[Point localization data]
________________
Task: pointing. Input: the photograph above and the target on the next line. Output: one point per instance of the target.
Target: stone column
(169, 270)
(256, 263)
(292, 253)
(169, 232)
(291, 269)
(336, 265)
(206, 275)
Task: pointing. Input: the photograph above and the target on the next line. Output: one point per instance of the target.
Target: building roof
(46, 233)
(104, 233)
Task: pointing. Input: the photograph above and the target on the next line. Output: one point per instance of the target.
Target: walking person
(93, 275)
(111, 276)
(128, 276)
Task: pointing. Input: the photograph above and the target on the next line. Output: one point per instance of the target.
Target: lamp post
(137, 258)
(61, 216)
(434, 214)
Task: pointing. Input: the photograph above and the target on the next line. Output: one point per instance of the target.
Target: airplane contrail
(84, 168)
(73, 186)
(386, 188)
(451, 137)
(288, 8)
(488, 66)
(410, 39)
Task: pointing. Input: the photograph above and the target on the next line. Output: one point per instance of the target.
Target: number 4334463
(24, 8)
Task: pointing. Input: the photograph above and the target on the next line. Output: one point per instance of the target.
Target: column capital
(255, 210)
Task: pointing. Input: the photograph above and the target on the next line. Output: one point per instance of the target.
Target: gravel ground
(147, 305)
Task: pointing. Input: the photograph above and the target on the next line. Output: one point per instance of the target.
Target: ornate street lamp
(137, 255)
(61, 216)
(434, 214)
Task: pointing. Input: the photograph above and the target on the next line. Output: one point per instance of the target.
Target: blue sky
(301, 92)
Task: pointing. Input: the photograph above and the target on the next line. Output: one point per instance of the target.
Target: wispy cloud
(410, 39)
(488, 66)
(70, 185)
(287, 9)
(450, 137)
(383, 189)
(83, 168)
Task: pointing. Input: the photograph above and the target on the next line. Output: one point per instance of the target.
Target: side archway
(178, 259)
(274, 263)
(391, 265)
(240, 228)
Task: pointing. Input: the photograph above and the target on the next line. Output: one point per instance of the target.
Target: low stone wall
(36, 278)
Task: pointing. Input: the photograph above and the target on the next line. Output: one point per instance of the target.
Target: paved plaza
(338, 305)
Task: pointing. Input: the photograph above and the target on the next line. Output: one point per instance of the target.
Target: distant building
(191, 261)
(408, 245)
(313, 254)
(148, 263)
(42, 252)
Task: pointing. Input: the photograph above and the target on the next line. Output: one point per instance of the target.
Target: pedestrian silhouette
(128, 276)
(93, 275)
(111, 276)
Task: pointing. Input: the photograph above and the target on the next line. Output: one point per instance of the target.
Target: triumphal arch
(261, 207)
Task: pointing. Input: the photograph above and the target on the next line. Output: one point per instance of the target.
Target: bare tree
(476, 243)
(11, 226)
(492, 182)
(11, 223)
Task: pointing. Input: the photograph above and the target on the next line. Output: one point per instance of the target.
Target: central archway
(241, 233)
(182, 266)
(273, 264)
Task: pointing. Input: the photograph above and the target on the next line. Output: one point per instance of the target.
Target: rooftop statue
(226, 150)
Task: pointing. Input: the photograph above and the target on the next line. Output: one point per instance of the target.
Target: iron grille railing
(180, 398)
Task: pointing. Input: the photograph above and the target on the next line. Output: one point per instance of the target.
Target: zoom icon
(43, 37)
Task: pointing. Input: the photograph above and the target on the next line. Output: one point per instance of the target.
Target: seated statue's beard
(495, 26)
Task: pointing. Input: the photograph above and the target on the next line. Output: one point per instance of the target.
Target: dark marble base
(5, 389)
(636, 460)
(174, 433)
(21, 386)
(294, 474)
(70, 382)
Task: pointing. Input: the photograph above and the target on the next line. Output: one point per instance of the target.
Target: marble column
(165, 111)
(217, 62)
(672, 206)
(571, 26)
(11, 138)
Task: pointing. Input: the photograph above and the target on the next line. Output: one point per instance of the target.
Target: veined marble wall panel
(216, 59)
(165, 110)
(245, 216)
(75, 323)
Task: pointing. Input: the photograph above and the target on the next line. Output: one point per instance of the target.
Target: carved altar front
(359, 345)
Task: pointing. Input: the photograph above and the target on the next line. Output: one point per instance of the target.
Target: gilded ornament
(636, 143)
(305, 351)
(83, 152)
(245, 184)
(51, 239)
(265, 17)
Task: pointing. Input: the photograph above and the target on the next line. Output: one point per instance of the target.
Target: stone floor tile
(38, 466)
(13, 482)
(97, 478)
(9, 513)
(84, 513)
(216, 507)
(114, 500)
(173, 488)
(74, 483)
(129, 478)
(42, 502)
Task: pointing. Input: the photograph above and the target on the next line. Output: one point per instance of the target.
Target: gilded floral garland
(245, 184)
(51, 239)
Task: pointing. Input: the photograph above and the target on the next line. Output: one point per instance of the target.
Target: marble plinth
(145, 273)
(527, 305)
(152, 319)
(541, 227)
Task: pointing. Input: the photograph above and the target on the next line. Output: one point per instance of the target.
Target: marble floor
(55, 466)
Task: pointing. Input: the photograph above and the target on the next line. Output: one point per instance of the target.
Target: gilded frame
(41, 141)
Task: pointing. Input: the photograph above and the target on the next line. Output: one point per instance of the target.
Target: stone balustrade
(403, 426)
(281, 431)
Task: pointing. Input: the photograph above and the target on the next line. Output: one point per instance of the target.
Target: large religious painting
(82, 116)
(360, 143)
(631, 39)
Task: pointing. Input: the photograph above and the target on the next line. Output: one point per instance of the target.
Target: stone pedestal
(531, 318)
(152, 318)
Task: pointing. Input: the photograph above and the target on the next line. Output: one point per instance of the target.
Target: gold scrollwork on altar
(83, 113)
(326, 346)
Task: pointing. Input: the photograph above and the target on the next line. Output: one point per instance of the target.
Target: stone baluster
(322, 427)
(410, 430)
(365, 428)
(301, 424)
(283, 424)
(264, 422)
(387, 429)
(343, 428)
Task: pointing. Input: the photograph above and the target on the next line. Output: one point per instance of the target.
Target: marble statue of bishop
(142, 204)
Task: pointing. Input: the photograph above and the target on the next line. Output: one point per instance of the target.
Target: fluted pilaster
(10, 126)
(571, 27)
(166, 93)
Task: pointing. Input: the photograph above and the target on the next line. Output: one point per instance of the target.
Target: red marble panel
________________
What the task asks: Each entry above is to be transcribed without alteration.

Task result:
Task: pointing. Input: the photograph above and the target on the next line. Output: one point per instance of the target.
Target: stone column
(169, 270)
(256, 263)
(292, 253)
(169, 232)
(291, 269)
(336, 265)
(206, 275)
Task: pointing. Input: the photograph above and the target on the next line. Output: one point per instance of the target.
Target: building roof
(46, 233)
(104, 233)
Task: pointing. Input: the photograph above and the target on the next line. Output: one point per instance of the target.
Target: walking person
(93, 275)
(111, 276)
(128, 276)
Task: pointing. Input: the photograph above and the target on the next line. Output: one point per instance of the target.
Target: lamp post
(137, 258)
(61, 216)
(434, 214)
Task: pointing. Input: the photograph above and the target on the next line. Output: one point per instance of the target.
Target: airplane contrail
(84, 168)
(73, 186)
(386, 188)
(451, 137)
(288, 8)
(488, 66)
(410, 39)
Task: pointing. Input: the photograph above and the target on the next line. Output: one point per instance of the target.
Target: number 4334463
(24, 8)
Task: pointing. Input: the photograph above and the target on the next line. Output: one point per instance of the target.
Target: column capital
(255, 210)
Task: pointing. Input: the photograph above and the target on the next line. Output: one point per instance of the target.
Target: gravel ground
(147, 305)
Task: pointing. Input: the photograph above and the target on the next line. Output: one point per instance of the target.
Target: ornate street lamp
(137, 255)
(61, 216)
(434, 214)
Task: pointing. Input: the photograph above and the target on the next line. Output: one point per instance of the target.
Target: blue sky
(301, 92)
Task: pointing. Input: the photograph above and the target on the next line. Output: one point per instance of the target.
Target: wispy cloud
(410, 39)
(488, 66)
(70, 185)
(287, 9)
(450, 137)
(383, 189)
(83, 168)
Task: pointing. Input: the photograph above and the target on the next line. Output: one point per instance of the target.
Target: side archway
(178, 259)
(274, 263)
(391, 265)
(240, 228)
Task: pointing. Input: the photograph above and the target on the next line. Output: one point per instance of the target.
Target: low stone wall
(36, 278)
Task: pointing. Input: the photograph above and the target on the next line. Output: one point per instance of the target.
Target: paved plaza
(338, 305)
Task: pointing. Input: the photograph above and the target on the next line. Output: one point per instance of the target.
Target: distant building
(191, 261)
(408, 245)
(313, 254)
(148, 263)
(42, 252)
Task: pointing. Input: the photograph above and the target on the next line. Output: one point per instance of the target.
Target: pedestrian silhouette
(128, 276)
(93, 275)
(111, 276)
Task: pointing. Input: the photograph above and the target on the next line. Output: one point per instance of the target.
Target: triumphal arch
(261, 207)
Task: pointing. Input: the photograph above and the target on the next line. Output: one point per instance of the target.
Target: bare tree
(476, 243)
(11, 226)
(492, 182)
(11, 223)
Task: pointing. Input: the photograph above and the target on the next line. Output: one point per instance of the target.
Target: central archway
(241, 233)
(182, 266)
(273, 264)
Task: pointing. Input: the photograph above and the target on the next line. Output: one point per instance of the target.
Target: rooftop statue
(226, 150)
Task: pointing. Input: the photograph above and the target on the next line. Output: one point per instance of the target.
Target: iron grille railing
(180, 398)
Task: pointing. Input: the photograph above and the target on the next line. Output: one point per instance of the target.
Target: zoom icon
(43, 37)
Task: pointing. Input: the photograph above and the target on the next line. Output: one point per instance of the target.
Target: seated statue's beard
(495, 26)
Task: pointing. Input: the photograph above and the target on the next line. Output: one point per instance of the target.
Target: dark marble base
(5, 389)
(636, 460)
(174, 433)
(21, 386)
(294, 474)
(70, 382)
Task: pointing. Input: the photograph above and the target on the next line. Output: one point per instance of the target.
Target: marble column
(165, 111)
(217, 62)
(672, 206)
(571, 26)
(11, 138)
Task: pointing. Input: the photograph above and the target on the next line. Output: one point per instance of the target.
Target: veined marble wall panel
(216, 59)
(165, 110)
(245, 216)
(75, 323)
Task: pointing. Input: the photograph above and the target on the next line. Output: one point per instance of the target.
Target: carved altar front
(359, 345)
Task: pointing. Input: the photograph above and the target on the next line. Output: one point per instance of the target.
Target: gilded ornament
(636, 143)
(305, 351)
(83, 152)
(245, 184)
(51, 239)
(265, 17)
Task: pointing. Input: the photograph above and the target on the next line. Output: one point per instance of the target.
Target: stone floor tile
(38, 466)
(13, 482)
(97, 478)
(9, 513)
(84, 513)
(216, 507)
(114, 500)
(173, 488)
(74, 483)
(129, 478)
(42, 502)
Task: pointing. Input: the photograph above and the target on the next line. Output: one point per instance of the target.
Target: gilded floral garland
(245, 184)
(51, 239)
Task: pointing. Input: the photograph above and the target on the next line. Output: one point per instance of the target.
Target: marble plinth
(145, 273)
(527, 305)
(152, 319)
(541, 227)
Task: pointing. Input: the photograph above and the target on the next line. Output: one point per instance of the target.
Target: marble floor
(55, 466)
Task: pointing. Input: the photograph above and the target on the next line. Output: one point per instance of the target.
Target: gilded frame
(41, 141)
Task: pointing. Input: the photograph above and the target on the next line. Output: one point per instance of the target.
Target: stone balustrade
(403, 426)
(281, 431)
Task: pointing. Input: the photograph above and the target on the next line. Output: one point per instance of the target.
Target: large religious painting
(82, 116)
(360, 143)
(631, 39)
Task: pointing. Input: the photograph above and the target on the next line. Output: one point per instance of the target.
Target: stone pedestal
(531, 318)
(152, 318)
Task: pointing. Input: the photograph above and the target on the next line. Output: one point per instance of the target.
Target: gold scrollwork on altar
(83, 113)
(326, 346)
Task: pointing. Input: the photograph above and the target on the next line. Output: one point per instance of the target.
Target: stone baluster
(322, 427)
(410, 430)
(365, 428)
(301, 424)
(283, 424)
(264, 422)
(387, 429)
(343, 428)
Task: pointing. Input: the photograph above and the target on the next line. Output: one point per instance of the target.
Target: marble statue of bishop
(142, 204)
Task: pointing. Input: the photograph above and the target on the next line. Output: one point per instance of the target.
Target: fluted pilaster
(10, 126)
(571, 27)
(166, 93)
Task: pointing. Input: the photograph above and the target on the next line. Output: one point per instance of the target.
Target: red marble panel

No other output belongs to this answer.